#### The problem
The records that follow are to be repeated exactly, with the pictures removed.

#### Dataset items
+===+

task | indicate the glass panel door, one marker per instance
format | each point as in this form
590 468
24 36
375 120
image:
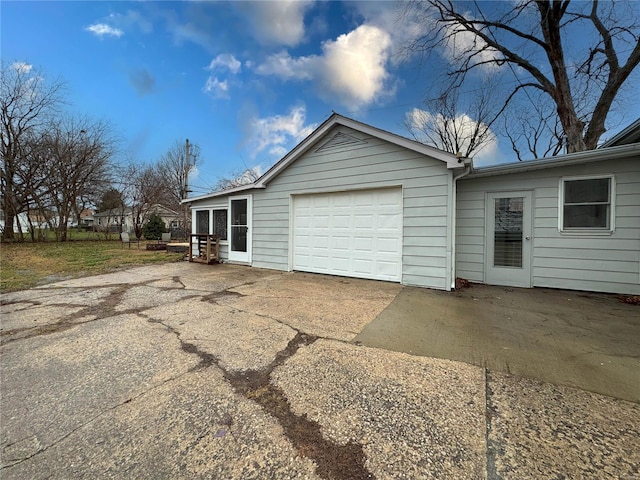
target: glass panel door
507 233
239 225
239 233
508 242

+===+

#### Written solution
task | indicate the glass panel door, one marker per instance
format | each point as in this form
590 468
24 36
375 120
image:
target: glass panel door
507 233
239 225
239 233
508 242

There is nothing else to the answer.